Set task: Convert each line of the material below into one string in a JSON list, leaving out any blank lines.

═════ Listed records ═════

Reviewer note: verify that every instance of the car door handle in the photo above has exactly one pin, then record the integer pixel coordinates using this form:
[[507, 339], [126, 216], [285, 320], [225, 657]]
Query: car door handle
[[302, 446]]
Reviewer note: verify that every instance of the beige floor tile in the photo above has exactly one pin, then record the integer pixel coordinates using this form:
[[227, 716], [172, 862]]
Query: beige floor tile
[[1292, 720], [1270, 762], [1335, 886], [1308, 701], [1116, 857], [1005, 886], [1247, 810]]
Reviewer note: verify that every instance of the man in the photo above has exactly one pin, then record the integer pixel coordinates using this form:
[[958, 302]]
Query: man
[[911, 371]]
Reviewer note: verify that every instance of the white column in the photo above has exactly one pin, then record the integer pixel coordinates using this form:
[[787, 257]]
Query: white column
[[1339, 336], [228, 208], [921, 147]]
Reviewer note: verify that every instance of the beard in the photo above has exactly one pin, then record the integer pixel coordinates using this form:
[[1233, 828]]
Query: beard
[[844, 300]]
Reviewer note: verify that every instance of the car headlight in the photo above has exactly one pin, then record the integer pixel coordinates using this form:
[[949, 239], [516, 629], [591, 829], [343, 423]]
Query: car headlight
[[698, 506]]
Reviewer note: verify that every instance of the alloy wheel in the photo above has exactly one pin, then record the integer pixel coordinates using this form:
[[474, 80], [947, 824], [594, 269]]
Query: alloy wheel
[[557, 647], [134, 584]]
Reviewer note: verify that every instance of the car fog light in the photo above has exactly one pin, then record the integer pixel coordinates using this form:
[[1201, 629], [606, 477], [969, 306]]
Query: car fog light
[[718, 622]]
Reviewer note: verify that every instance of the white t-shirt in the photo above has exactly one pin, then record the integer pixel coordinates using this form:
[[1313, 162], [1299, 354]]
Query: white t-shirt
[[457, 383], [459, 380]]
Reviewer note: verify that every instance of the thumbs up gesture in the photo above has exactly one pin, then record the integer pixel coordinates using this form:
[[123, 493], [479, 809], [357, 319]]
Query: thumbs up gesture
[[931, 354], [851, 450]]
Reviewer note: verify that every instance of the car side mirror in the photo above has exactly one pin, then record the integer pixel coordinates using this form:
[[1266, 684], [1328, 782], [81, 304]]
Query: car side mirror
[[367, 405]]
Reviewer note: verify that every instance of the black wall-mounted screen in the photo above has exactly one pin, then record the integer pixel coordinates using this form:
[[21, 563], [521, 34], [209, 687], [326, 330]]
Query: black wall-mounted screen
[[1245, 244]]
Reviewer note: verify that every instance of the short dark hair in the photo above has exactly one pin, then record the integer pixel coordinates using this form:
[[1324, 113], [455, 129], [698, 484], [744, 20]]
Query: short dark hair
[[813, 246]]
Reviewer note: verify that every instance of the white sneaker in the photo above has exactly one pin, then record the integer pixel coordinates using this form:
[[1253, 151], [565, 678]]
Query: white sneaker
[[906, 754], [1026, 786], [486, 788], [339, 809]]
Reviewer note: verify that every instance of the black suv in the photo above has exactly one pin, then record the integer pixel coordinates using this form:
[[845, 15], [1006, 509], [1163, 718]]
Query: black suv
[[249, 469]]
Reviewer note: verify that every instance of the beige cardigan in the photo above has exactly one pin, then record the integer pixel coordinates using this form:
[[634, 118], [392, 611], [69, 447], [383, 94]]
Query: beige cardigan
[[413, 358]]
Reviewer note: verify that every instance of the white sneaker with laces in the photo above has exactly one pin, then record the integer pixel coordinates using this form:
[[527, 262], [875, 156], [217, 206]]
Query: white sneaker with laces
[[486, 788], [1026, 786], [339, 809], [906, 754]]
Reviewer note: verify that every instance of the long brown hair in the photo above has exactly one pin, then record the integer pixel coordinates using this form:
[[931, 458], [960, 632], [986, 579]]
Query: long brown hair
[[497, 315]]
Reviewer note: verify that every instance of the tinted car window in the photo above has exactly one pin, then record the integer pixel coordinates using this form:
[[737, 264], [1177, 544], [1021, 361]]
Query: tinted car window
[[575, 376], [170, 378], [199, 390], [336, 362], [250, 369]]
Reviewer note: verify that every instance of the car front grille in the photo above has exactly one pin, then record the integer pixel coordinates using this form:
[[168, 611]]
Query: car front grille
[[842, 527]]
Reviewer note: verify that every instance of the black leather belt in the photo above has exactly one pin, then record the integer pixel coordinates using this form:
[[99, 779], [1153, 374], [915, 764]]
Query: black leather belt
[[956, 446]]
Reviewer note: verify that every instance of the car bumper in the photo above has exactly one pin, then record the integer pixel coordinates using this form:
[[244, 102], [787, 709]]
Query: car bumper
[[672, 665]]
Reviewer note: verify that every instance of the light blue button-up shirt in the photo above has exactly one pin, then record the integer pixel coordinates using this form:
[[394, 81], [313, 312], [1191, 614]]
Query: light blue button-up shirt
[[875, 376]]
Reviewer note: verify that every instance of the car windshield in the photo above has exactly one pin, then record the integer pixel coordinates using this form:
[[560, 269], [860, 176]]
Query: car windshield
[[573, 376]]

═════

Result of this exercise:
[
  "Reviewer note: verify that every instance of the car door handle in the photo above has exactly one pin, then record the integer pixel coordinates using this form:",
  "[[507, 339], [126, 216], [285, 320], [225, 657]]",
  "Query: car door handle",
  "[[302, 446]]",
  "Reviewer note: verify that every instance of the beige floor tile in the photo above has exactly one pin, then record the integer pixel coordinates using this form:",
  "[[227, 716], [172, 862]]",
  "Query: beige floor tile",
  "[[1292, 720], [1270, 762], [1335, 886], [1308, 701], [1116, 857], [1005, 886], [1247, 810]]",
  "Reviewer note: verify that every instance of the man in the photo above has exactly one pin, then record the integer pixel coordinates using this form:",
  "[[958, 302]]",
  "Query: man",
  "[[911, 371]]",
  "Reviewer note: verify that every instance of the white column in the photo above has exactly one pin, then record the integer pixel coordinates using this form:",
  "[[787, 257]]",
  "Query: white column",
  "[[1339, 336], [228, 208], [921, 147]]",
  "Reviewer note: verify that every instance of the beard in the photo above has exactly one pin, then record the integer pixel coordinates using this form:",
  "[[1233, 828]]",
  "Query: beard",
  "[[844, 300]]",
  "Reviewer note: verify that every instance of the car headlight in the photo above has exactly one pin, then record the integer pixel coordinates using this form:",
  "[[949, 239], [516, 629], [591, 829], [343, 423]]",
  "Query: car headlight",
  "[[698, 506]]",
  "Reviewer note: verify that every instance of the alloy wheel in the photo above has exactly one pin, then record the integer pixel coordinates using this form:",
  "[[474, 80], [947, 824], [594, 269]]",
  "Query: alloy wheel",
  "[[557, 647], [134, 584]]",
  "Reviewer note: verify that every instance of the car fog light in the photo above has exactly one pin, then record the integer pixel coordinates using this form:",
  "[[1201, 629], [606, 477], [969, 306]]",
  "Query: car fog light",
  "[[718, 622]]",
  "Reviewer note: verify that every instance of the white t-shirt in the photo above has exactly one pin, then record the integer pixel coordinates using this form:",
  "[[1313, 162], [1299, 354]]",
  "Query: white t-shirt",
  "[[457, 383], [459, 380]]",
  "Reviewer note: verify that every instance of the thumbs up gesture in the photo above has exactly one pin, then record the integer pixel coordinates using this form:",
  "[[123, 493], [479, 809], [357, 319]]",
  "Query: thumbs up gesture",
  "[[931, 354], [851, 450]]",
  "Reviewer note: verify that every instance of the car side mirror in the photo above has exactly one pin, then record the integer pixel coordinates using this form:",
  "[[1266, 684], [1328, 782], [81, 304]]",
  "Query: car side mirror",
  "[[367, 405]]",
  "Reviewer note: verify that every instance of the black wall-mounted screen in the photo above has exactly one pin, then record the integer pixel coordinates using this form:",
  "[[21, 563], [521, 34], [209, 687], [326, 330]]",
  "Query: black wall-mounted screen",
  "[[1245, 244]]",
  "Reviewer note: verify that every instance of the short dark hair in the photo above has exactly one pin, then record the integer pixel coordinates using this form:",
  "[[1324, 113], [455, 129], [698, 484], [744, 20]]",
  "Query: short dark hair",
  "[[813, 246]]",
  "Reviewer note: verify that every instance of the white sneaker in the photo above has exactly one pin, then record the integer pixel coordinates using this form:",
  "[[1253, 151], [565, 678]]",
  "Query: white sneaker",
  "[[906, 754], [1026, 786], [486, 788], [339, 809]]",
  "Reviewer note: verify that every instance of the black suv in the photo above has exactly one pin, then record the integer pixel coordinates using this form:",
  "[[845, 15], [1006, 509], [1163, 718]]",
  "Query: black suv",
  "[[249, 469]]",
  "Reviewer note: verify that every instance of the beige cardigan in the photo above has exactly one pin, then record the integer pixel coordinates using this form:",
  "[[634, 118], [392, 611], [69, 447], [383, 94]]",
  "Query: beige cardigan",
  "[[413, 358]]",
  "Reviewer note: verify that every instance of the white sneaker with laces in the photo above has exactly one pin, then record the integer pixel coordinates using this form:",
  "[[527, 262], [875, 156], [217, 206]]",
  "Query: white sneaker with laces",
  "[[486, 788], [1026, 786], [339, 809], [906, 754]]",
  "Reviewer note: verify that every instance of the long brown hair in the photo above has exactly one pin, then record the integer pixel coordinates using this form:",
  "[[931, 458], [960, 632], [986, 579]]",
  "Query: long brown hair",
  "[[497, 315]]",
  "Reviewer note: verify that every instance of the tinted car window in the photo above has exactly one pin, then record the integer pixel coordinates using this form:",
  "[[737, 264], [1177, 544], [1021, 361]]",
  "Query: tinted car window",
  "[[575, 376], [170, 378], [199, 390], [336, 362], [250, 369]]",
  "Reviewer note: verify that every instance of the car front grille in the photo above has exactly one pin, then record the integer pixel coordinates using this form:",
  "[[168, 611]]",
  "Query: car front grille",
  "[[842, 527]]",
  "Reviewer note: verify that every instance of the black leather belt in the photo above has exactly one pin, then record the integer pixel coordinates using this form:",
  "[[99, 779], [1153, 374], [915, 764]]",
  "Query: black leather belt",
  "[[956, 446]]",
  "Reviewer note: verify that every instance of the car bumper in the photo above has exactly one pin, then record the integer pixel coordinates using this form:",
  "[[244, 102], [787, 709]]",
  "Query: car bumper",
  "[[672, 665]]",
  "Reviewer note: verify that every instance of the light blue button-up shirt in the photo above has exactly one pin, then record the integer pixel coordinates using this form:",
  "[[394, 81], [313, 312], [1191, 614]]",
  "Query: light blue button-up shirt",
  "[[875, 376]]",
  "Reviewer note: verify that every instance of the car windshield in the photo above has exactly one pin, then record the integer pixel coordinates using this form:",
  "[[560, 269], [860, 176]]",
  "Query: car windshield",
  "[[573, 376]]"
]